— START —

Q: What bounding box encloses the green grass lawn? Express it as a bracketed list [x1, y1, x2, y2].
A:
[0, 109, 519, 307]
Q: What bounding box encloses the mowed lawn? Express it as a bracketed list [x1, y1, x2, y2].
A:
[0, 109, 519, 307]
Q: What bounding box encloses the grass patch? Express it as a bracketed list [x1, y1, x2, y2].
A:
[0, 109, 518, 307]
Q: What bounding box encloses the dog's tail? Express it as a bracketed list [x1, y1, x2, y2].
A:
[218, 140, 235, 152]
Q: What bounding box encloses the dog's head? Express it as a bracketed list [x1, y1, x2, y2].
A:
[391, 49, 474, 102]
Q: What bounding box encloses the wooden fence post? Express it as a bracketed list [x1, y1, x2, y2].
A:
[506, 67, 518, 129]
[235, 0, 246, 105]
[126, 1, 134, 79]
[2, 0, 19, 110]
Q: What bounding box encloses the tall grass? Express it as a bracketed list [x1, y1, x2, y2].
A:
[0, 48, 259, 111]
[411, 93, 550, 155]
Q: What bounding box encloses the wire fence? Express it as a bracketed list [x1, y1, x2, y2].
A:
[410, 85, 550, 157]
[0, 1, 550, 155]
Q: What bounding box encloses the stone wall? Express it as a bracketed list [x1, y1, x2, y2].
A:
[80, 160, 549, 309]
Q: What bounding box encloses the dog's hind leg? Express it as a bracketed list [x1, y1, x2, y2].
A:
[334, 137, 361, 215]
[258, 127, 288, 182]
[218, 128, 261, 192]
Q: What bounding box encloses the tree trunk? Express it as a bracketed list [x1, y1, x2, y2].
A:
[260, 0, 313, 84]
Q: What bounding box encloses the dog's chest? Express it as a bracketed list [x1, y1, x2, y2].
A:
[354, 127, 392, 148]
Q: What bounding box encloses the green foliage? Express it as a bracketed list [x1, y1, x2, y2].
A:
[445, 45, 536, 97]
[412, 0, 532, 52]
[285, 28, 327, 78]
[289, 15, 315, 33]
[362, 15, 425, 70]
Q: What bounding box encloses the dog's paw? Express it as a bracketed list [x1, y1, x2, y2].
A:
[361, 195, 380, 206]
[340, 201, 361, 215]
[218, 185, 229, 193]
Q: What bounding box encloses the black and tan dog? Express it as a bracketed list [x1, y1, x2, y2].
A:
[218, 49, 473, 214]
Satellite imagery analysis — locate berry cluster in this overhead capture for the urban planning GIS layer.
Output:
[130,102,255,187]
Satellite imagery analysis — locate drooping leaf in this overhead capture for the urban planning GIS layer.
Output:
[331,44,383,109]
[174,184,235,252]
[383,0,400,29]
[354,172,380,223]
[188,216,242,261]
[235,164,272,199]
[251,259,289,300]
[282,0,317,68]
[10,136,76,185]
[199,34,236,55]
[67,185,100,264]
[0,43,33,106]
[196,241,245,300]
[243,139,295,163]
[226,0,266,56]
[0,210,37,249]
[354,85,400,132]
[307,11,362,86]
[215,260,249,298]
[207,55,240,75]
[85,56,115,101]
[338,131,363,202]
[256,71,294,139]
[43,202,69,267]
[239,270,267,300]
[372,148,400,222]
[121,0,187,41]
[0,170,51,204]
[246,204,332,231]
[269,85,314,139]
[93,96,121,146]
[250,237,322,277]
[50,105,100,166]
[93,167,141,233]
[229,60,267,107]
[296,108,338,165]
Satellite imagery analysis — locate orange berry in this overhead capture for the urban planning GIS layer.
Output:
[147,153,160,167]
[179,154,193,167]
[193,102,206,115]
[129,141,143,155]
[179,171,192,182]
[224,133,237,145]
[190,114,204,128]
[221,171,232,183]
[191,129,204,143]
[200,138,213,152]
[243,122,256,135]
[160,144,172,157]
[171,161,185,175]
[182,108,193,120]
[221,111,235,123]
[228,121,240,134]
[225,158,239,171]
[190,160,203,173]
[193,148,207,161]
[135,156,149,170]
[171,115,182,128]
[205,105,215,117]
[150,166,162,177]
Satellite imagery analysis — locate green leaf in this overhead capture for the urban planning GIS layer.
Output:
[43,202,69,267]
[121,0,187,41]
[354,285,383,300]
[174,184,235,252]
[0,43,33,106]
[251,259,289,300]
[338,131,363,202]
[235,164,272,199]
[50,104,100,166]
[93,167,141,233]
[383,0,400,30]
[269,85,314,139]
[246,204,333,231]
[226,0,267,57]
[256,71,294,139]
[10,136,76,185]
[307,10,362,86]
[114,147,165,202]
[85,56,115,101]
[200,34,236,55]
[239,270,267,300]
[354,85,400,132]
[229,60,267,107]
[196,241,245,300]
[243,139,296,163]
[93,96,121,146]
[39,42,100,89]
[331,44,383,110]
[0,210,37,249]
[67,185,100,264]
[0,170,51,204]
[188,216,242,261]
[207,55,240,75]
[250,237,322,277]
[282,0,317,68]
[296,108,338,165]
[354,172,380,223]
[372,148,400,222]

— END —

* **Problem to solve**: How many lines of the listing above contain the word "fence"? Give only the number.

* **Output for this exercise**: 2